Qingdao, A Chinese Gem Along the Yellow Sea


By Kollengode S Venkataraman

I was on business in Qingdao, a major city in Shandong Province in Eastern China.  It is on the western shore of the Yellow Sea, with the South Korean shore to the east, around 500 miles across. With a population of 9 million, it is China’s 18th largest population center. China’s Guangzhou’s population is 45 million; Shanghai’s 35 million; Beijing’s 22 million; and Chengdu’s 18 million. So, you can call it a second-tier city of China. By comparison, Allegheny County’s population is 2 million. 

A major city in China’s One Belt One Road (OBOR) Initiative that connects Asia with Europe, it has the highest GDP of any city in the province. Qingdao is a major seaport, has a naval base, and is an industrial center. It has the longest sea bridge (over 17 miles long), linking the main urban areas, straddling the Jiaozhou Bay. The bridge was designed and built by Chinese engineers to survive larger typhoons and earthquakes.

Thanks to German colonization during the 19th century, Qingdao is also famous for Tsingtao beer, and has the second largest brewery in China.  With its long coastline along the bay, it has several beautiful beaches and vista points.  In 2018, the Shanghai Cooperation Organization held its summit in Qingdao, in a sprawling brand-new building specially built for the meeting.  Several heads of states participated.  The aquatic portion of the Summer Olympics 2012 was held in Qingdao.

With so many high-visibility events staged in Qingdao, the whole area has received much attention from China’s governments. They have executed massive infrastructure projects against tight schedules. 

The prosperity among China’s organized sectors is visible everywhere. In fancy malls, people are in fashionable clothes; they have the latest models of high-end cell phones and European automobiles. They spend their weekends in fancy, mostly Chinese restaurants, and in excellent open-air entertainment centers, . Even with divided 4- and 5-lane city roads, they have traffic jams during peak hours.

During my stay, on a weekend, my colleague Robin Cao showed me around Qingdao’s waterfront and cityscape, and restaurant scene. It was a pleasant, mild, sunny spring day. Flowers were part of the sidewalks in the city, and not just in any park. You can imagine how many resources  the city government spends on beautification!

China has the widest possible choices in food.  In one grocery store, different sizes and types of eggs from a variety  of birds were on display. You have to see to believe the range of vegetables, grains, noodles, and Chinese buns like our modaks with all kinds of vegetarian and nonvegetarian fillings. And for seafood fanatics and meat-eaters, the choices are endless, with a whole range of fish, crabs, lobsters, turtles, and other reptiles (including snakes); in addition to pork, chicken, beef, lamb, and goat, you also get wild game, and also body parts of large animals such as livers, brains, tongues, etc. A whole range of tropical and subtropical fruits are available, both locally grown, and imported from Malaysia, Thailand, Vietnam, and Indonesia.

####################

Requirements - Copy word for word the passage of the Qingdao essay starting with "Thanks to German" and going on through "against tight schedules.". The data that comes next is separate from the Qingdao essay.

Stored entries:
####################

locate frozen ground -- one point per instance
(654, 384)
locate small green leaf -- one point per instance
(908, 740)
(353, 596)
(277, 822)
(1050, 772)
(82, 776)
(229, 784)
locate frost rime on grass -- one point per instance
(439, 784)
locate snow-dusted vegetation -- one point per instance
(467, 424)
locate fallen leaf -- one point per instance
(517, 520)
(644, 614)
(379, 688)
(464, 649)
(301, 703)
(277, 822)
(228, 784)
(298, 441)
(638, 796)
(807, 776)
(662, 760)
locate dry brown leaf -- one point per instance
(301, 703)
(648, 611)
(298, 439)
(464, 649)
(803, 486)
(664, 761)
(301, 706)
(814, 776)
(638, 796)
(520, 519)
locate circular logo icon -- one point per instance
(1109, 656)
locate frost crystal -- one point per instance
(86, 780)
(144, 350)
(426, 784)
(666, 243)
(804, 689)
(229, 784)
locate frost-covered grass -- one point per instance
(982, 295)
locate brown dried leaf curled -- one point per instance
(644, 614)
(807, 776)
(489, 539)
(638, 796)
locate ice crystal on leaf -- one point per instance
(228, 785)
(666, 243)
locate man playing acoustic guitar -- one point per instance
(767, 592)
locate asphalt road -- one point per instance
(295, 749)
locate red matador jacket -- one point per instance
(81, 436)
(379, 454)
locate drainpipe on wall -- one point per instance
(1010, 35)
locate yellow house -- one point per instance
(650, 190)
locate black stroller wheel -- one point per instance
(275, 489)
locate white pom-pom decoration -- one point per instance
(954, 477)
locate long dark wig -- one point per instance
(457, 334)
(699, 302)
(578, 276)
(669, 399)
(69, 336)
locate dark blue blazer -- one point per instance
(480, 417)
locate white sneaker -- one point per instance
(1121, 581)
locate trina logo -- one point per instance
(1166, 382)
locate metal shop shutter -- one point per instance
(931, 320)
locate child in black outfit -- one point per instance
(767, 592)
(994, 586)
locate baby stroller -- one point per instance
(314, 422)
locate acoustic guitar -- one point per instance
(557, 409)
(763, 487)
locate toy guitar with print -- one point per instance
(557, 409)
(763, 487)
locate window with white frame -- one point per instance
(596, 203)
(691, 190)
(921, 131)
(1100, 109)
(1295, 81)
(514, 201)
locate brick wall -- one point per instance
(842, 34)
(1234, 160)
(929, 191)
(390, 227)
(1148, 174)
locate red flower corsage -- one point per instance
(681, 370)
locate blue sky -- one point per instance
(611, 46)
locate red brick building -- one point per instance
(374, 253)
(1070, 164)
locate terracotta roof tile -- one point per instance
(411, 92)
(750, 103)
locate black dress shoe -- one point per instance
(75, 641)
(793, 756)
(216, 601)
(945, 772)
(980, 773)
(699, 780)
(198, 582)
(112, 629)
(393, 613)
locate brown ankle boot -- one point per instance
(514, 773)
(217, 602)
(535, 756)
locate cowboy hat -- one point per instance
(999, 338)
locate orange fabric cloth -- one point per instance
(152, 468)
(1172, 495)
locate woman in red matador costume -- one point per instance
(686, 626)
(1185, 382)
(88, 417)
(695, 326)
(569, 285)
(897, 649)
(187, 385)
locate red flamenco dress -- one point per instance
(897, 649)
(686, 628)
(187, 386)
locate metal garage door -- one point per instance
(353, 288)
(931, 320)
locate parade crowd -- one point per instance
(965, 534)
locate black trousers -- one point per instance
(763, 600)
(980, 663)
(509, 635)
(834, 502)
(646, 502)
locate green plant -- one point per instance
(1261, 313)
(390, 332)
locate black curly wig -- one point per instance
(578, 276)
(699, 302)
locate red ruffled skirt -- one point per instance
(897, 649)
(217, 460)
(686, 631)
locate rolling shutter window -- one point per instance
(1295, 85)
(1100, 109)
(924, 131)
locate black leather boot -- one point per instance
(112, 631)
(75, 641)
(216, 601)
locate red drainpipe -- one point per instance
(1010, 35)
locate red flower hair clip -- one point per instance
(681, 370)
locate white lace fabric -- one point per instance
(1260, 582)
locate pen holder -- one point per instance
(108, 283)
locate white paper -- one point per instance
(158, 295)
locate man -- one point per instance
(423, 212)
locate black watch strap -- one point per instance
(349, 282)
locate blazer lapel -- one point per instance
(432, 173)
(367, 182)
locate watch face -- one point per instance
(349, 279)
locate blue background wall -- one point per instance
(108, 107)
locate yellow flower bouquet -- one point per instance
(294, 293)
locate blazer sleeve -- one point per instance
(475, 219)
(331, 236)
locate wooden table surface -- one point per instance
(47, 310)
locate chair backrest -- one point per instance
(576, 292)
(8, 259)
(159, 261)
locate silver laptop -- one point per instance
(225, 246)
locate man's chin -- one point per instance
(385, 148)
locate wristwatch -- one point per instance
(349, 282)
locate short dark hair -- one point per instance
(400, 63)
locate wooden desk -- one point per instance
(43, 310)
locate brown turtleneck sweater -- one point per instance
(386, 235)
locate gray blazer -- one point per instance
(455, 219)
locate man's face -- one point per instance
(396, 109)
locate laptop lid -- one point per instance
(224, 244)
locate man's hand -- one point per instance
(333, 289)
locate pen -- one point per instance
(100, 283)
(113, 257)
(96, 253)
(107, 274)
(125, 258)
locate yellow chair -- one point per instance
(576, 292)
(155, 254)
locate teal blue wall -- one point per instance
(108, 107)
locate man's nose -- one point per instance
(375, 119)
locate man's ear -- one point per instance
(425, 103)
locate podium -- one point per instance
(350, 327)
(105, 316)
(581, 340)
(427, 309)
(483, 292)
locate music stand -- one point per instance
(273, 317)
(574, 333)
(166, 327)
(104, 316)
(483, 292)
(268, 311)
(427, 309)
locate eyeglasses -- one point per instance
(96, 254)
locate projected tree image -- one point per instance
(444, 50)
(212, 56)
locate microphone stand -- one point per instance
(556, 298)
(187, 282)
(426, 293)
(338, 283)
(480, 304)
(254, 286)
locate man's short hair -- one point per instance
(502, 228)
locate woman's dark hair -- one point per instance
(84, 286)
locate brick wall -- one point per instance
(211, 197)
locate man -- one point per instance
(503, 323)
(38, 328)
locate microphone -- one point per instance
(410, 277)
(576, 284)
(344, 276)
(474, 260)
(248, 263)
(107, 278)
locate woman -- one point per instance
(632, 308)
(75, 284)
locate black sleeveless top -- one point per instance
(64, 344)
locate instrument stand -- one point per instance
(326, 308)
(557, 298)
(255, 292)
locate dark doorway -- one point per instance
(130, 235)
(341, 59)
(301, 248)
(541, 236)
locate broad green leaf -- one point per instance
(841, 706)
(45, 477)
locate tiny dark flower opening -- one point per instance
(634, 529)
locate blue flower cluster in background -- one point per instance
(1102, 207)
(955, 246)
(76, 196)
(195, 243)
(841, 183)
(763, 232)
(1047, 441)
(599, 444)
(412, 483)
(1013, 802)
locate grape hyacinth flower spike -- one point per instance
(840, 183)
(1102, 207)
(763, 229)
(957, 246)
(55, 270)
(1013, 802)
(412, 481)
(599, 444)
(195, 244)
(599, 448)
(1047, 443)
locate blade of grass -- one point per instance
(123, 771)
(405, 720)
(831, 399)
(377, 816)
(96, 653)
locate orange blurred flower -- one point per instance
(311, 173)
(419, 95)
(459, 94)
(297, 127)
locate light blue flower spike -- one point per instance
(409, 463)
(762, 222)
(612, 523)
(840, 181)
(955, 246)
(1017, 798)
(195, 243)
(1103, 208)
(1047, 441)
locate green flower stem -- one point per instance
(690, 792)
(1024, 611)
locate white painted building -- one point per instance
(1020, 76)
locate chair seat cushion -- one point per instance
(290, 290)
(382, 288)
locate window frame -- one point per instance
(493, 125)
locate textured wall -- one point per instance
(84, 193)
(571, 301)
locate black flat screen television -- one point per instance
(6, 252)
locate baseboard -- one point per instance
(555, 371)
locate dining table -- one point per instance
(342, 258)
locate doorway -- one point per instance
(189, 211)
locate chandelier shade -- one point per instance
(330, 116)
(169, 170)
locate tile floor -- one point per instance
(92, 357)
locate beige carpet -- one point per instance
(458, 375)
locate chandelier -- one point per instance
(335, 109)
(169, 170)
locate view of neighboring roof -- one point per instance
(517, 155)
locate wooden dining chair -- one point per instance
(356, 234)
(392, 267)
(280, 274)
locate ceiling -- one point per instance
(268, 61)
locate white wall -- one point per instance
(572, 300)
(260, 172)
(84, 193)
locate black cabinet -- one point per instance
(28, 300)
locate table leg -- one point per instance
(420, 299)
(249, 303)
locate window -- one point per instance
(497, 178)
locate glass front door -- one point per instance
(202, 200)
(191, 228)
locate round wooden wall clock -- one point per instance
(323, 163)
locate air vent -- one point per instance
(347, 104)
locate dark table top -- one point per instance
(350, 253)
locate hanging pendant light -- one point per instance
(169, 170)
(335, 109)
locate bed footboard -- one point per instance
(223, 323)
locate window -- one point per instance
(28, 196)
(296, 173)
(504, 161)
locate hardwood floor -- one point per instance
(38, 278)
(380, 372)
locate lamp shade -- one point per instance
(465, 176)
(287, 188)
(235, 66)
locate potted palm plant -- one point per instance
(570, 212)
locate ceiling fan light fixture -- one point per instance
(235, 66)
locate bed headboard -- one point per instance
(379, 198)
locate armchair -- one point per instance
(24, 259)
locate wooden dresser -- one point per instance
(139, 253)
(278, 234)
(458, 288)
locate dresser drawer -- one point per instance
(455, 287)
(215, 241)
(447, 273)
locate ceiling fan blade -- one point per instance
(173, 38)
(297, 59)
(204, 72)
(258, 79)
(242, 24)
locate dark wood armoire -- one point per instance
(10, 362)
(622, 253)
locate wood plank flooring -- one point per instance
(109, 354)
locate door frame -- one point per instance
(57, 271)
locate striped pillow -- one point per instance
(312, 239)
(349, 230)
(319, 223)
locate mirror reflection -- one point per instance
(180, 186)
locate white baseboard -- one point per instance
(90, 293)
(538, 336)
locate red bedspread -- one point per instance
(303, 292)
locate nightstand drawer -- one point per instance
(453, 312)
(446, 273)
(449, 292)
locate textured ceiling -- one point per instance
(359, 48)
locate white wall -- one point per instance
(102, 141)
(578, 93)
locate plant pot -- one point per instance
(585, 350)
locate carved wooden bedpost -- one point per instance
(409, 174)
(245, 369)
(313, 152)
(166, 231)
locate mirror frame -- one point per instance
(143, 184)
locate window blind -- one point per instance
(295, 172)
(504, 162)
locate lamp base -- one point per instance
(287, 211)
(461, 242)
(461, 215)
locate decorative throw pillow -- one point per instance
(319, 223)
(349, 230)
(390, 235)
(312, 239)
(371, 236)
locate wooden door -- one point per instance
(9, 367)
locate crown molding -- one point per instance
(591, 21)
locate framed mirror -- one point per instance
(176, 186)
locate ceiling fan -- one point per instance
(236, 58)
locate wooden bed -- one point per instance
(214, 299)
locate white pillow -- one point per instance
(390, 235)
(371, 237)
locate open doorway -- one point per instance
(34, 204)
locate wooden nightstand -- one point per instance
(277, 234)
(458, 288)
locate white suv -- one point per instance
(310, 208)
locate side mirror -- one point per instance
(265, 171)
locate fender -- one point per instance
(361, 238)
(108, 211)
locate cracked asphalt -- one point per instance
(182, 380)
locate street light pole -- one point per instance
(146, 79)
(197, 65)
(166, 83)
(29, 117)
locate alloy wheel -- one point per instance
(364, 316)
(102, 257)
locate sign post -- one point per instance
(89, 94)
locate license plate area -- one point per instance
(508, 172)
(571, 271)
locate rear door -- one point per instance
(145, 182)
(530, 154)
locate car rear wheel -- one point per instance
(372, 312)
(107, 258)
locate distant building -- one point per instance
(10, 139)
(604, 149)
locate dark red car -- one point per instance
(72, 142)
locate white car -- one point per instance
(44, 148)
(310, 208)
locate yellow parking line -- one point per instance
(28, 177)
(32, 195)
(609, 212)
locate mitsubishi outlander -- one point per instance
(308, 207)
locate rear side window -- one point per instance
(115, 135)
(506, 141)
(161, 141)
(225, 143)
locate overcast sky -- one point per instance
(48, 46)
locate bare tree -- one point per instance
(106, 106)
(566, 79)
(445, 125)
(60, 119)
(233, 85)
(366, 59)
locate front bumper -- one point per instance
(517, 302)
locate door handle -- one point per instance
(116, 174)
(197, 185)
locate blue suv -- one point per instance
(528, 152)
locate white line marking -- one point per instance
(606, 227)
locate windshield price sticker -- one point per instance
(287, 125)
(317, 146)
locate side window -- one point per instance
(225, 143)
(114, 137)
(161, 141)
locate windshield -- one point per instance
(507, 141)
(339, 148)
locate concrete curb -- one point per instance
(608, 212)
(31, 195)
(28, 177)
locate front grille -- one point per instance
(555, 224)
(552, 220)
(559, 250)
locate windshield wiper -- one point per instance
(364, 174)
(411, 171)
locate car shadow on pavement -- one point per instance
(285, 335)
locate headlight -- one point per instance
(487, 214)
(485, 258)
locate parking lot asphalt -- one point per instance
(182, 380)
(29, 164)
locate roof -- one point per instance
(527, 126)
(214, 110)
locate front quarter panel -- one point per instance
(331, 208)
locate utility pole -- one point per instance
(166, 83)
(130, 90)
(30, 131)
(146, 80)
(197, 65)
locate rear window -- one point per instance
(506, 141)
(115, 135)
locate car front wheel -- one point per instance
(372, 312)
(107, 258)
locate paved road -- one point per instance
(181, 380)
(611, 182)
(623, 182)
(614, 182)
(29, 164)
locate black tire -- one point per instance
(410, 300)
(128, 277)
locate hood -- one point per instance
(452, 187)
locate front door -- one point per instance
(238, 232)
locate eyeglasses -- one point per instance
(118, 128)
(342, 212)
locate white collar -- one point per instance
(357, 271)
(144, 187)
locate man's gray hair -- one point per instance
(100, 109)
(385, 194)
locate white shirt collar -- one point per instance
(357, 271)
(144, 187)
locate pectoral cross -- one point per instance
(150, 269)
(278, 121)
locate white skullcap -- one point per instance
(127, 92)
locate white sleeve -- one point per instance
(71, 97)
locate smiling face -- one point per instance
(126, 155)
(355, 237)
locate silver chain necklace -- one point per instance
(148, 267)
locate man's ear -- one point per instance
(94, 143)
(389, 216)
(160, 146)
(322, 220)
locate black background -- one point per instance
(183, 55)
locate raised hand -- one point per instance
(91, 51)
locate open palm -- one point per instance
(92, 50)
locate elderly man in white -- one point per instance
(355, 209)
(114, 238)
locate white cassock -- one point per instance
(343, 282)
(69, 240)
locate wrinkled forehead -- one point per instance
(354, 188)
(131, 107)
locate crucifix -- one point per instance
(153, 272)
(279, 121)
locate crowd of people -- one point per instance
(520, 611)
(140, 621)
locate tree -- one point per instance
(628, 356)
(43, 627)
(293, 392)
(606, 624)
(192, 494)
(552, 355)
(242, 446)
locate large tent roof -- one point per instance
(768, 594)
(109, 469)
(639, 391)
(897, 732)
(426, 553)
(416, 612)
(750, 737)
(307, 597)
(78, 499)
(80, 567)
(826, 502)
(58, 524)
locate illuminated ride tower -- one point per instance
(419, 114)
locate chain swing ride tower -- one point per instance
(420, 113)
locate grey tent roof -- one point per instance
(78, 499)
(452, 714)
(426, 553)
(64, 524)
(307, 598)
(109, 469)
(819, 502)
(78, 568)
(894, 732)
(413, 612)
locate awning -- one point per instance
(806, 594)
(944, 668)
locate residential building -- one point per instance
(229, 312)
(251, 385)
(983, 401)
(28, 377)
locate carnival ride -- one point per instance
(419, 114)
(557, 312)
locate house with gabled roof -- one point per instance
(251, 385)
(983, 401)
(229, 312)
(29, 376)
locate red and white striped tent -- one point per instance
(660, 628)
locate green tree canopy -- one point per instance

####################

Full solution -
Thanks to German colonization during the 19th century, Qingdao is also famous for Tsingtao beer, and has the second largest brewery in China.  With its long coastline along the bay, it has several beautiful beaches and vista points.  In 2018, the Shanghai Cooperation Organization held its summit in Qingdao, in a sprawling brand-new building specially built for the meeting.  Several heads of states participated.  The aquatic portion of the Summer Olympics 2012 was held in Qingdao.

With so many high-visibility events staged in Qingdao, the whole area has received much attention from China’s governments. They have executed massive infrastructure projects against tight schedules.